● **RECORDS FOR THIS TASK**:
------------

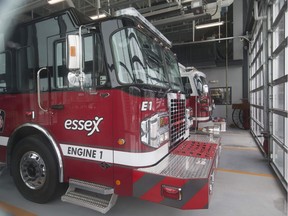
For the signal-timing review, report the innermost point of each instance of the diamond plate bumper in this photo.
(189, 168)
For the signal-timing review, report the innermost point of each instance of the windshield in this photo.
(140, 60)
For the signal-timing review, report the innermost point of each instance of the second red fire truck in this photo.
(198, 97)
(99, 105)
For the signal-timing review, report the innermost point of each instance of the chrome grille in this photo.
(177, 105)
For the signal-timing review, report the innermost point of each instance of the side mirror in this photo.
(73, 52)
(205, 89)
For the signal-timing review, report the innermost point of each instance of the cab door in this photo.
(82, 113)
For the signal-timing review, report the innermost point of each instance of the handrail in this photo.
(38, 89)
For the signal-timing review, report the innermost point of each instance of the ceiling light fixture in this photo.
(100, 16)
(208, 25)
(54, 1)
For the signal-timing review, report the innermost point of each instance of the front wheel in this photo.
(34, 169)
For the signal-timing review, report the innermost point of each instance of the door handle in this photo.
(57, 106)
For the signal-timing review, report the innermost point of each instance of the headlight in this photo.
(155, 130)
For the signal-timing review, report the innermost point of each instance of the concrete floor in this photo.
(244, 186)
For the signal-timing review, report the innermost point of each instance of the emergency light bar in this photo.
(134, 13)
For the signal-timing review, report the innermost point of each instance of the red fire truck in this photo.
(199, 100)
(99, 105)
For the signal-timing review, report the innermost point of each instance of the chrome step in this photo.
(89, 195)
(101, 189)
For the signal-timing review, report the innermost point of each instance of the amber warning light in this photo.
(73, 52)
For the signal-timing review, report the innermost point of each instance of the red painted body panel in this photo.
(121, 113)
(2, 154)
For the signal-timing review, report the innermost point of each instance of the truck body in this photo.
(199, 99)
(99, 105)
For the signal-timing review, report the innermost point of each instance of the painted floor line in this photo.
(13, 210)
(246, 173)
(240, 148)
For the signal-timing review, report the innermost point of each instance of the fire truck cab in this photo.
(99, 105)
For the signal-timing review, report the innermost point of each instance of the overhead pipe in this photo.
(70, 3)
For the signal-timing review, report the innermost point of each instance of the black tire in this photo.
(34, 162)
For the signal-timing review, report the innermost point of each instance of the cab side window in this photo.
(6, 84)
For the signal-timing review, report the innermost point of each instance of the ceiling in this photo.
(176, 19)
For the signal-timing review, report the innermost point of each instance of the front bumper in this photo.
(190, 168)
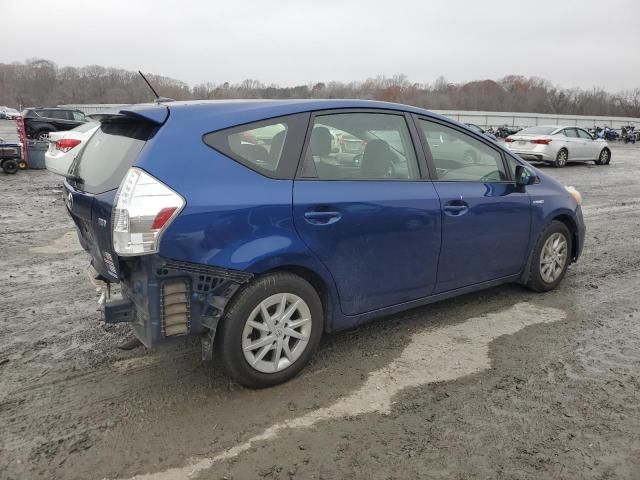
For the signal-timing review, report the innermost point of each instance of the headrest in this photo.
(320, 141)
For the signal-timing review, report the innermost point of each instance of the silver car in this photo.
(558, 145)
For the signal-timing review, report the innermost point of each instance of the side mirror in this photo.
(525, 177)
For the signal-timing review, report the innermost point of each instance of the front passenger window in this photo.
(459, 157)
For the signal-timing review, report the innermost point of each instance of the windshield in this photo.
(538, 131)
(104, 161)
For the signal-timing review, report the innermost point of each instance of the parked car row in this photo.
(7, 113)
(234, 221)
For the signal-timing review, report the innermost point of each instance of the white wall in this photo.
(484, 119)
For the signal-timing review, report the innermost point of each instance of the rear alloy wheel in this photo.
(270, 330)
(561, 158)
(551, 258)
(604, 158)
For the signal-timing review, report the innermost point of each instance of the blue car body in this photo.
(384, 247)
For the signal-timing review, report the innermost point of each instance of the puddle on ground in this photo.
(68, 243)
(431, 356)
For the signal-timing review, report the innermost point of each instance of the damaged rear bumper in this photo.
(163, 299)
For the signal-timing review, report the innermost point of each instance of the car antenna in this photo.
(158, 98)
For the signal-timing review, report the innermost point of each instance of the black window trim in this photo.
(291, 150)
(578, 129)
(487, 142)
(414, 143)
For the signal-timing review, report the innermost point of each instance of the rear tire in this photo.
(10, 166)
(255, 317)
(561, 158)
(551, 258)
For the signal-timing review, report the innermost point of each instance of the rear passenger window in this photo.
(360, 146)
(459, 157)
(583, 134)
(270, 147)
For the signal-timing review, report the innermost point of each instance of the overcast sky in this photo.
(569, 42)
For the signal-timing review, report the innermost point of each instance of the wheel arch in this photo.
(570, 223)
(318, 283)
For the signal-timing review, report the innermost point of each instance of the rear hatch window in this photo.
(104, 161)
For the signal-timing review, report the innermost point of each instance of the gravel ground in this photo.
(503, 383)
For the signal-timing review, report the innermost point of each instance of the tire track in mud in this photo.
(427, 359)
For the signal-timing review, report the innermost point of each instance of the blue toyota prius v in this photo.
(260, 225)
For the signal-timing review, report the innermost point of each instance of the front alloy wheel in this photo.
(554, 257)
(604, 158)
(550, 258)
(276, 333)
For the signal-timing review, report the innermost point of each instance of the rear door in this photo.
(485, 216)
(94, 179)
(574, 144)
(374, 223)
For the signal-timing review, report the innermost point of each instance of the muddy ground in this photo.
(499, 384)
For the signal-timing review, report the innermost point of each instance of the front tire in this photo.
(604, 158)
(561, 158)
(551, 258)
(270, 330)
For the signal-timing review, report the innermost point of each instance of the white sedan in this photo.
(64, 146)
(558, 145)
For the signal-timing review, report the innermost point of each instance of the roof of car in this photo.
(223, 113)
(53, 108)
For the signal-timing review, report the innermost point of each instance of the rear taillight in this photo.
(144, 208)
(67, 144)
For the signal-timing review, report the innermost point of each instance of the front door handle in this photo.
(316, 217)
(456, 208)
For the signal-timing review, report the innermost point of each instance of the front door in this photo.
(364, 211)
(485, 217)
(589, 147)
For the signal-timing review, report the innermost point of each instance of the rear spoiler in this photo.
(150, 112)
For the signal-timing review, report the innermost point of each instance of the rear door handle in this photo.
(456, 209)
(316, 217)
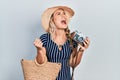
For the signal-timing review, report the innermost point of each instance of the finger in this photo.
(81, 47)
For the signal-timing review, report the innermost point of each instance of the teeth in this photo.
(63, 21)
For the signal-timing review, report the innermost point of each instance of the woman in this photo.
(55, 45)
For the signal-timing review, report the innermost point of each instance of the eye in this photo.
(58, 13)
(64, 13)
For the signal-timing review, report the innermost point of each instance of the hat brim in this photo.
(45, 18)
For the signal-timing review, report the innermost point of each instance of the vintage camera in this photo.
(79, 37)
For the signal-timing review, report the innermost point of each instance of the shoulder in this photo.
(44, 38)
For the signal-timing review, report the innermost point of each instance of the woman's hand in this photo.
(38, 44)
(41, 51)
(85, 45)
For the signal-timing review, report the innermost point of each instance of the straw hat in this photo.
(48, 13)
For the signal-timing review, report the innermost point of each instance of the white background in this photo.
(20, 24)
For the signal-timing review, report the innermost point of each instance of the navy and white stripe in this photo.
(55, 55)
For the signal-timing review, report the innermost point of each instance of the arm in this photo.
(41, 51)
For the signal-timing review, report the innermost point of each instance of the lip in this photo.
(64, 22)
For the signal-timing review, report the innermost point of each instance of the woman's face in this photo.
(60, 19)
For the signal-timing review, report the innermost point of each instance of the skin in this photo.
(61, 22)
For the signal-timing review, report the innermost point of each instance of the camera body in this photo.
(79, 37)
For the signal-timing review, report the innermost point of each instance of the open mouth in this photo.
(63, 22)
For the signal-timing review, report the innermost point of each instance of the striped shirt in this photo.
(55, 55)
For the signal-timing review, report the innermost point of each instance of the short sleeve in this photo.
(44, 38)
(74, 44)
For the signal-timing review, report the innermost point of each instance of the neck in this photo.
(60, 33)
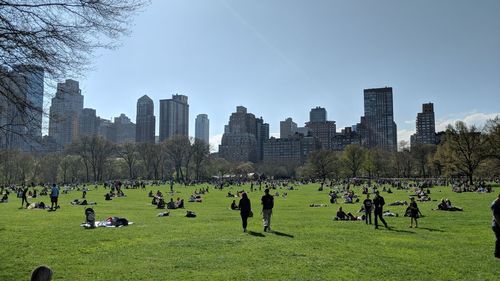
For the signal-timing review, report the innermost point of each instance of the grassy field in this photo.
(306, 244)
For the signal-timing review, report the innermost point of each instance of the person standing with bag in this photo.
(245, 208)
(379, 203)
(495, 208)
(267, 209)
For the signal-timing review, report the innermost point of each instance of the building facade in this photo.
(174, 117)
(287, 128)
(378, 122)
(425, 126)
(21, 122)
(65, 112)
(88, 122)
(293, 150)
(202, 126)
(123, 130)
(317, 114)
(145, 120)
(244, 137)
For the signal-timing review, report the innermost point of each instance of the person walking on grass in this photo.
(267, 202)
(245, 209)
(414, 212)
(367, 204)
(379, 203)
(54, 195)
(495, 208)
(24, 197)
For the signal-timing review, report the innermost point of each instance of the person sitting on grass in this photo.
(234, 206)
(107, 197)
(5, 198)
(399, 203)
(341, 215)
(171, 204)
(445, 205)
(161, 204)
(179, 203)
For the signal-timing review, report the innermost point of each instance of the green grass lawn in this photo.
(306, 244)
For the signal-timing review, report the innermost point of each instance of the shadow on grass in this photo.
(256, 234)
(400, 230)
(432, 229)
(282, 234)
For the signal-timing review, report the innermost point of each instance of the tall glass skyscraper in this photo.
(145, 120)
(381, 131)
(174, 117)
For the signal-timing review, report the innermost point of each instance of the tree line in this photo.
(465, 151)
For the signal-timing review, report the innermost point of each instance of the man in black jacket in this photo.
(267, 209)
(378, 203)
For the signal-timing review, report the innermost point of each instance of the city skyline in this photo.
(233, 53)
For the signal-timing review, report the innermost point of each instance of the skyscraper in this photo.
(123, 129)
(317, 114)
(145, 120)
(21, 122)
(425, 125)
(88, 122)
(174, 117)
(287, 128)
(320, 128)
(244, 137)
(202, 125)
(65, 112)
(379, 119)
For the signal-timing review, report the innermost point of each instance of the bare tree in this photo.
(353, 158)
(467, 149)
(200, 151)
(128, 152)
(177, 149)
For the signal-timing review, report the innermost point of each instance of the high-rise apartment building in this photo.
(65, 112)
(320, 128)
(202, 126)
(317, 114)
(244, 137)
(174, 117)
(123, 129)
(425, 125)
(89, 123)
(145, 120)
(287, 128)
(379, 119)
(21, 125)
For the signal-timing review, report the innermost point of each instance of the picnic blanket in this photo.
(103, 224)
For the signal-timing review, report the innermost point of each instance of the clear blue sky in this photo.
(280, 58)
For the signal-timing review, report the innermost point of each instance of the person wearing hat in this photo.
(378, 203)
(414, 212)
(495, 208)
(267, 209)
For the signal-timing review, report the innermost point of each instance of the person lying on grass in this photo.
(341, 215)
(445, 205)
(82, 203)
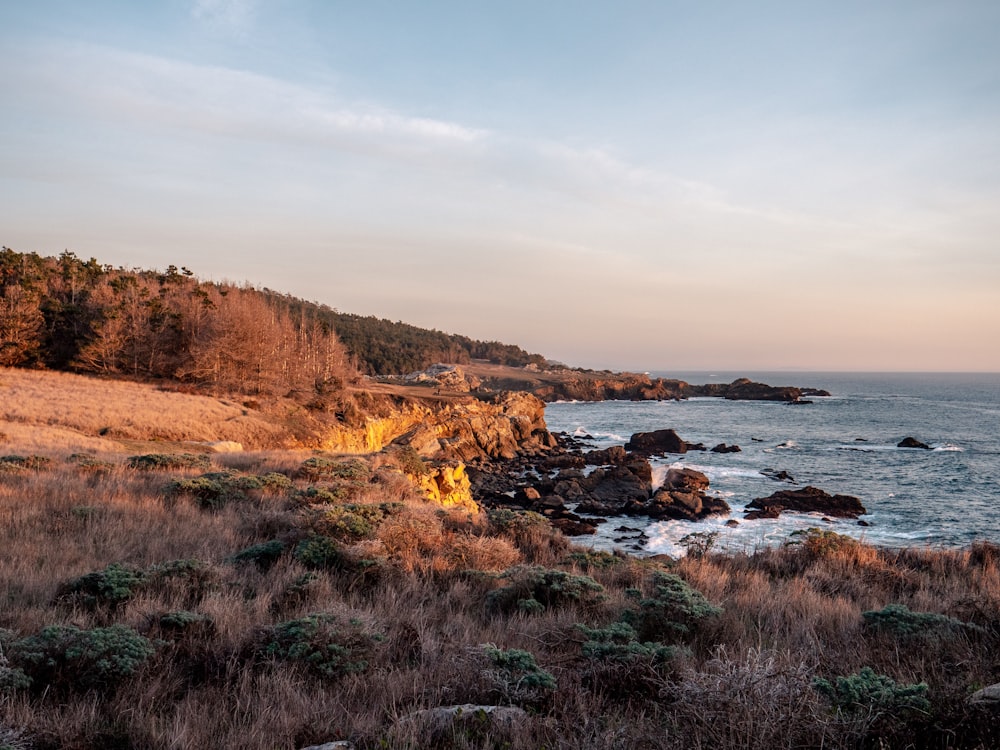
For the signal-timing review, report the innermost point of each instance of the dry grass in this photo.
(418, 582)
(68, 412)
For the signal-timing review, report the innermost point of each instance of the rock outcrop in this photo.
(500, 427)
(806, 500)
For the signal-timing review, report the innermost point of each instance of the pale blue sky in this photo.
(652, 185)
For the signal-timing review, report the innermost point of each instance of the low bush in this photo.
(899, 621)
(166, 461)
(111, 587)
(532, 589)
(673, 611)
(870, 693)
(263, 555)
(24, 463)
(517, 677)
(64, 657)
(319, 553)
(619, 642)
(323, 643)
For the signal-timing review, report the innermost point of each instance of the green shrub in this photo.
(594, 559)
(323, 643)
(111, 587)
(65, 657)
(517, 675)
(898, 620)
(24, 463)
(13, 679)
(539, 588)
(354, 521)
(163, 461)
(619, 642)
(263, 555)
(868, 692)
(319, 553)
(673, 611)
(320, 466)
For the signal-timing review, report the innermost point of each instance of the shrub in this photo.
(320, 466)
(594, 559)
(65, 657)
(323, 643)
(673, 611)
(23, 463)
(110, 587)
(698, 543)
(821, 542)
(263, 555)
(353, 522)
(872, 693)
(538, 588)
(898, 620)
(163, 461)
(517, 675)
(619, 643)
(319, 553)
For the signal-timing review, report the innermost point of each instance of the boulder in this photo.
(656, 442)
(911, 442)
(614, 455)
(723, 448)
(809, 500)
(685, 479)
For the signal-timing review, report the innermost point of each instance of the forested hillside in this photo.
(65, 313)
(68, 314)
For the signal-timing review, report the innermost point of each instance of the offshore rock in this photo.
(656, 442)
(808, 500)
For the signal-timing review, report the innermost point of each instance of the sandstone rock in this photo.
(810, 500)
(911, 442)
(685, 479)
(656, 442)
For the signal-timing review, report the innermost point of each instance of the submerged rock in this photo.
(911, 442)
(807, 500)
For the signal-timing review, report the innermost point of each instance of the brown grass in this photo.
(420, 583)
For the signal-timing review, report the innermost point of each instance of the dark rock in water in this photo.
(811, 500)
(619, 483)
(909, 442)
(685, 479)
(755, 515)
(723, 448)
(613, 455)
(569, 527)
(658, 441)
(778, 476)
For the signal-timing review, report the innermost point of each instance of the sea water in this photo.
(947, 496)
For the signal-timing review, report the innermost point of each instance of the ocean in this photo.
(845, 444)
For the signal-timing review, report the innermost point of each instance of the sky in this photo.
(671, 185)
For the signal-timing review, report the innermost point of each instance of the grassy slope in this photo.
(409, 578)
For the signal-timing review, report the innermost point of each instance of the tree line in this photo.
(65, 313)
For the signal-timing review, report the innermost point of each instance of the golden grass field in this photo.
(375, 605)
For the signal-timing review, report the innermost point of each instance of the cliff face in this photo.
(463, 429)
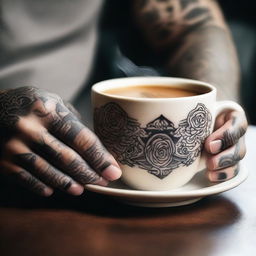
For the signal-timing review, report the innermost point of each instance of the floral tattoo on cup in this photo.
(159, 147)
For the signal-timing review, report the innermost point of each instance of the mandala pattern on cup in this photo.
(160, 147)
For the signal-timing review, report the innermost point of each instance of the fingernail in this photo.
(102, 182)
(215, 146)
(75, 189)
(112, 173)
(222, 176)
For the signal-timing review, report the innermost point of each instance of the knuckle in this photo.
(81, 172)
(31, 182)
(88, 139)
(11, 146)
(243, 153)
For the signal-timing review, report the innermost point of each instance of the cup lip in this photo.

------------

● **CHALLENGE**:
Print exactly the lines above, starting at the line that contains "tattoo on cup in this photo." and ending with the last line of the records, both included.

● **RESPONSE**:
For the signal-timing review, report the innermost point of each instance of the floral tattoo on cup in this photo.
(159, 147)
For the signal-timing review, report the innermost point of each instance of the mandala pattern on cup in this photo.
(160, 147)
For the signal-timing review, report the innermost point of each instance of the fingernail in this photo.
(102, 182)
(215, 146)
(75, 189)
(112, 173)
(222, 176)
For the signal-timing review, report the innermost point of each instance of the knuckle in this photo.
(81, 172)
(31, 182)
(88, 139)
(11, 146)
(243, 153)
For the signal-timing review, report the innermost point of each instance of the cup lip in this photo.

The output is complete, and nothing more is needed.